**Text section:**
▼
Housecore Horror Live Shot: Saturday Part 2
King Parrot squawk, Author & Punisher grinds, Neurosis evolves
By Richard Whittaker, 1:47PM, Sun. Oct. 26, 2014
Flagging energy levels and aching knees on day two of the Housecore Horror Film Festival – inevitable toll of Emo’s unyielding concrete floor – begged a question: Can death metal be bouncy?
After Friday night’s swirling vortex of cosmic death from Portal, fellow Antipodeans King Parrot proved the kind of metal act that would slap Watain on the back and tell them to cheer up. Endlessly cheerful screamer Youngy and his band of broadly grinning miscreants could do for grind what Anthrax managed for early thrash: melding absurd good humor to the aggression.
Never one to be shy, Youngy disappeared into the pit, called an audible, and dared the audience to smash into him as hard as they could. Onstage, the rest of the Melbourne demolition crew – which dresses like it just came off a day shift on the construction site – lays down suppressing fire of hyper-speed slamdance material.
After a gut-slitting “Shit on the Liver,” Youngy vaulted the barricade and sprinted, laughing, to man his own merch table. Now that’s a work ethic. As the bald-pated Australian signed autographs, shook hands, and counted out change, Cali sonic distorter Author & Punisher (Tristan Shone) finished ... well, tuning up is the wrong word.
▲
**Tasks and exercises:**
1. Repeat the part of the review between "Housecore Horror Live" and "metal be bouncy?", inclusive.
2. State whether the review supports each statement, answering yes or no and quoting the words that decide it: (a) King Parrot come from Melbourne; (b) Youngy stayed on the stage throughout the set; (c) Author & Punisher is the name under which Tristan Shone performs.
Rely on the review alone.

**Given data:**
▼
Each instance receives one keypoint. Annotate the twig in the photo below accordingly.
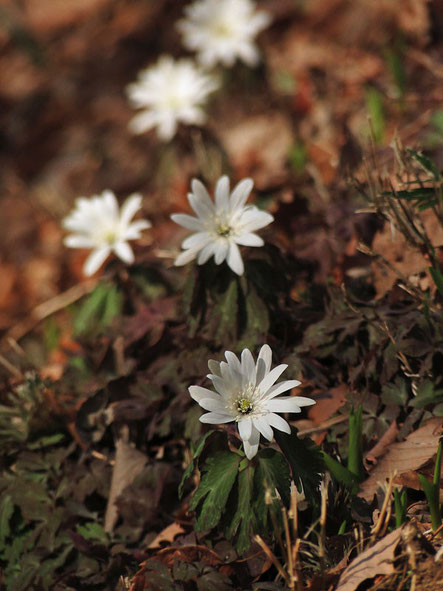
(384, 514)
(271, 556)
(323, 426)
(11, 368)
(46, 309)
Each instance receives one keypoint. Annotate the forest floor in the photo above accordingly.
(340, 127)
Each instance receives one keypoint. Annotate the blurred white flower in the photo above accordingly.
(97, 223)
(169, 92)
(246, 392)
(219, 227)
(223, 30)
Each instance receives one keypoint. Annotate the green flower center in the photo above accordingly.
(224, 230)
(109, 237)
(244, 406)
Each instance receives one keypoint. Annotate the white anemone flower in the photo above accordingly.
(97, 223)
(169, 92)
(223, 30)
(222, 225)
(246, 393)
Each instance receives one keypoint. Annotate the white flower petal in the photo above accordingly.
▲
▼
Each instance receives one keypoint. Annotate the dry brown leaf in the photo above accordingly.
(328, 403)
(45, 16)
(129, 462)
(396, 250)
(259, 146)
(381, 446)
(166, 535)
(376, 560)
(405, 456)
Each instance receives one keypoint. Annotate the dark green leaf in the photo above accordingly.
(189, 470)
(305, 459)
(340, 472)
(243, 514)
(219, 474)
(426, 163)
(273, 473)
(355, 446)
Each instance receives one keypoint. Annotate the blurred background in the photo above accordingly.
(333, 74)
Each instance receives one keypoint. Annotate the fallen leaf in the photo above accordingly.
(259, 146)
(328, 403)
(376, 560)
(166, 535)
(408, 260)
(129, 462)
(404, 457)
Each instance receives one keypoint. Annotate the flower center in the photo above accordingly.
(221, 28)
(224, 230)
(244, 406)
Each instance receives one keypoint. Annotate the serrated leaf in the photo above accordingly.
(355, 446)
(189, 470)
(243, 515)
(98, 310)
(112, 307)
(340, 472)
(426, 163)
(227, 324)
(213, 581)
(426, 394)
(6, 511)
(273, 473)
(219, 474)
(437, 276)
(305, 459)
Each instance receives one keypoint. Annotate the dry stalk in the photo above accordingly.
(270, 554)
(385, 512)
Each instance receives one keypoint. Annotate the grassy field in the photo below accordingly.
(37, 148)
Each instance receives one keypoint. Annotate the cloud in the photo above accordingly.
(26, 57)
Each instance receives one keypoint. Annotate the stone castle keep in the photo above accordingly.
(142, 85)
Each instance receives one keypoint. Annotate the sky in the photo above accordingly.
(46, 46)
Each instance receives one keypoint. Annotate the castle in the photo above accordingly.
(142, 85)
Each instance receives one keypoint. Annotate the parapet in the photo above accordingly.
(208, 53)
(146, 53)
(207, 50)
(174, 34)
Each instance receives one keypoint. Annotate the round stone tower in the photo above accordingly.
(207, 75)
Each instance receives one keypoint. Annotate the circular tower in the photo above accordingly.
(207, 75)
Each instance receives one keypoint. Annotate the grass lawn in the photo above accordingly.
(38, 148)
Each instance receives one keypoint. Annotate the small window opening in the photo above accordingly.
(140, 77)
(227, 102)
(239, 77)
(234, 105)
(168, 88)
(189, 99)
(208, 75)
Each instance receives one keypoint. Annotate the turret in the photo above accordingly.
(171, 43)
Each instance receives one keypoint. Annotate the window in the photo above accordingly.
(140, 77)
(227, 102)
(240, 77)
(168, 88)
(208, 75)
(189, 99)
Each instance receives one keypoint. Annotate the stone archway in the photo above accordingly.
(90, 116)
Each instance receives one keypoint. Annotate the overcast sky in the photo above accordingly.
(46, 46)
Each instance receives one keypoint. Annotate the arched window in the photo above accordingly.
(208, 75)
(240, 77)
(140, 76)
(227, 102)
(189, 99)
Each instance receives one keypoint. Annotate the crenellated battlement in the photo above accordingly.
▲
**Answers:**
1.
Housecore Horror Live Shot: Saturday Part 2
King Parrot squawk, Author & Punisher grinds, Neurosis evolves
By Richard Whittaker, 1:47PM, Sun. Oct. 26, 2014
Flagging energy levels and aching knees on day two of the Housecore Horror Film Festival – inevitable toll of Emo’s unyielding concrete floor – begged a question: Can death metal be bouncy?

2.
(a) Yes: "the rest of the Melbourne demolition crew"
(b) No: "Youngy disappeared into the pit"
(c) Yes: "Author & Punisher (Tristan Shone)"